(Problem to work on): Print every one of the entries below again, line for line and without any change.

Lines of data
○ ○ ○ ○ ○ ○ ○

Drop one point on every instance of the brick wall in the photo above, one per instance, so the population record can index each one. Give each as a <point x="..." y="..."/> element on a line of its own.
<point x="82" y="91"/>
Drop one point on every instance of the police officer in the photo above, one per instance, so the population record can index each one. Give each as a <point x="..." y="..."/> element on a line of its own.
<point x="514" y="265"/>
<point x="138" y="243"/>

○ ○ ○ ○ ○ ○ ○

(Exercise solution):
Drop one point on every instance of the brick wall in the photo above, one per instance, so the population record can index each one. Give each as a <point x="..." y="..."/> element on a line of its own.
<point x="82" y="91"/>
Drop one point on every instance of the police officer in the photo above, one per instance, so the population record can index each one. Give each as a <point x="..." y="..."/> element on a line of its own.
<point x="514" y="265"/>
<point x="138" y="243"/>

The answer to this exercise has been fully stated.